Masih teringat dengan sangat jelas di benak. Saya membaca kabar tak terduga itu lewat grup WhatsApp tepat pada 30 September 2014 siang. Tengah duduk di bangku belakang taksi dalam perjalanan ke kantor, saya langsung tersentak. Kaget dan sedih berpadu dengan disorientasi.
Mata saya yang sedari tadi menatap liar ke padatnya jalanan saat itu hanya bisa memandang nanar ke arah kaca. Pikiran saya pun sontak menerawang selama perjalanan, membuat saya hampir mewek di taksi. Laiknya tengah merangkai tulisan di Microsoft Word, saya menekan tombol undo dalam otak, mencoba mengepulkan uap-uap memori sejenak.
Februari 2013. Kak Jo -Johanna Pauline- meminta saya untuk datang ke redaksi SOCCER usai menerima CV yang saya kirim melalui email. Saya dipanggil untuk dites dalam perihal tulis-menulis serta diwawancara langsung oleh Kang Jalu, wartawan sepak bola yang namanya sudah beredar luas. Ternyata, beberapa hari kemudian saya diterima sebagai jurnalis lepas media online untuk @duniaSOCCER. Senang? Tentunya bukan main! Kabar gembira ini bak suatu mimpi nyata. Saya menjadi bagian sebuah media besar nan istimewa yang perkembangannya telah saya rajin ikuti sejak masih berusia 10 tahun.
Saya pun mulai mengenal banyak sosok lain yang juga aktif menulis di duniaSOCCER, sebut saja Mas Irawan, Yosua, Redzi, Anju, Febri, Damar, dan Jerry. Bersama Kang Jalu dan Kak Jo (yang sayangnya hengkang beberapa bulan setelah saya masuk), kami semua adalah sebuah tim solid. Kehadiran Pitor dan Evans beberapa bulan kemudian turut menghiasi skuat kami.
Semakin banyaknya waktu yang saya habiskan di kantor membuat saya semakin mengenal dekat tim tabloid. Nama-nama ini tentunya tak bisa saya panggil dengan hanya sekadar nama, mengingat status (dan usia) mereka yang sudah senior. Mulai dari Mas Hanif, Mas Edy, Kang Asep, Mas Adit, Mas Ook, Mas Hilman, Kang Agus, Kang Ipul, Mas Yanto, Mas Pupung, hingga sang pemimpin redaksi, Mas Asis. Tim ini dilengkapi Bu Tuti sebagai “pengurus segalanya”.

▸ DATA TERSEDIA:
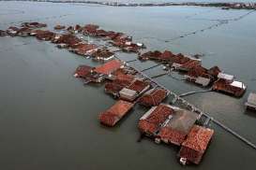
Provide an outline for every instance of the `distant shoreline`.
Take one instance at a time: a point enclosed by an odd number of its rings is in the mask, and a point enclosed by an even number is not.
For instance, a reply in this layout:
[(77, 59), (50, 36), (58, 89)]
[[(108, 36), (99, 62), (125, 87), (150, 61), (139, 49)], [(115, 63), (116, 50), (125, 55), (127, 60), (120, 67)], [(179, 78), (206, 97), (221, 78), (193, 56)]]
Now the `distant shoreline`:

▸ KETENTUAN TUGAS:
A: Menurut teks bacaan tentang redaksi SOCCER, kapan penulis membaca kabar tak terduga itu lewat grup WhatsApp?
B: Lanjutkan teks bacaan tentang redaksi SOCCER, dimulai setelah kalimat terakhirnya.

▸ JAWABAN BERURUTAN:
A: Pada 30 September 2014, siang hari.

B:
Tak terhitung berapa malam yang sudah kami habiskan bersama untuk berjaga di kantor. Sebungkus nasi padang dan video-video random di YouTube menjadi sobat setia kami saat tugas malam. Saya yang tadinya hanya malu-malu di redaksi lambat laun berubah menjadi sosok yang malu-maluin. Kehangatan mereka semua sangat membekas meski eksistensi saya di situ baru beredar satu tahun delapan bulan.
Ruang redaksi juga telah berubah menjadi teman tersendiri, bahkan bisa disebut sebagai rumah kedua. Tak jarang saya menginap di sana bila sedang mengarungi shift malam. Ruang redaksi -khususnya di pojokan dekat meja Kang Jalu- menjadi tempat saya menghempaskan badan jika sedang suntuk kuliah. Pernah beberapa kali, saya menghabiskan malam Minggu di sana sendirian hingga pagi. Tak ada lagi serpihan rasa takut akan cerita-cerita soal makhluk astral lantaran mental saya yang sudah keburu kebal.
Meniti karier bersama duniaSOCCER membuka wawasan saya akan banyak hal. Beberapa nama senior yang sudah disebutkan di atas adalah kumpulan pembimbing teladan bagi saya selama menimba ilmu di sini. Segala kritik dan saran mereka membuat saya menjadi lumayan paham dengan dunia jurnalistik (dan pastinya rajin membuka KBBI). Pun saya belajar menata kata sedemikian rupa agar bisa menyajikan berita sepak bola yang ramah bagi mata pembaca.
Jujur, saya sangat menyesal karena menjelang momen #SOCCERpamit performa saya justru menurun drastis. Terbaginya konsentrasi dengan hal-hal di luar kerjaan membuat kinerja saya menurun dari biasanya. Mulai dari start yang lamban, kurang teliti, hingga membuat pelbagai artikel minimalis. Seandainya saja saya tahu bahwa eksistensi SOCCER akan berhenti dalam waktu dekat, tentu saya tidak akan membiarkan diri selalai itu. Seandainya, seandainya, ya, seandainya. Berulang kali saya mengulang kata “seandainya” hingga kata itu seakan tak bermakna lagi. Memang kalau datang duluan namanya bukan penyesalan, tapi pendaftaran.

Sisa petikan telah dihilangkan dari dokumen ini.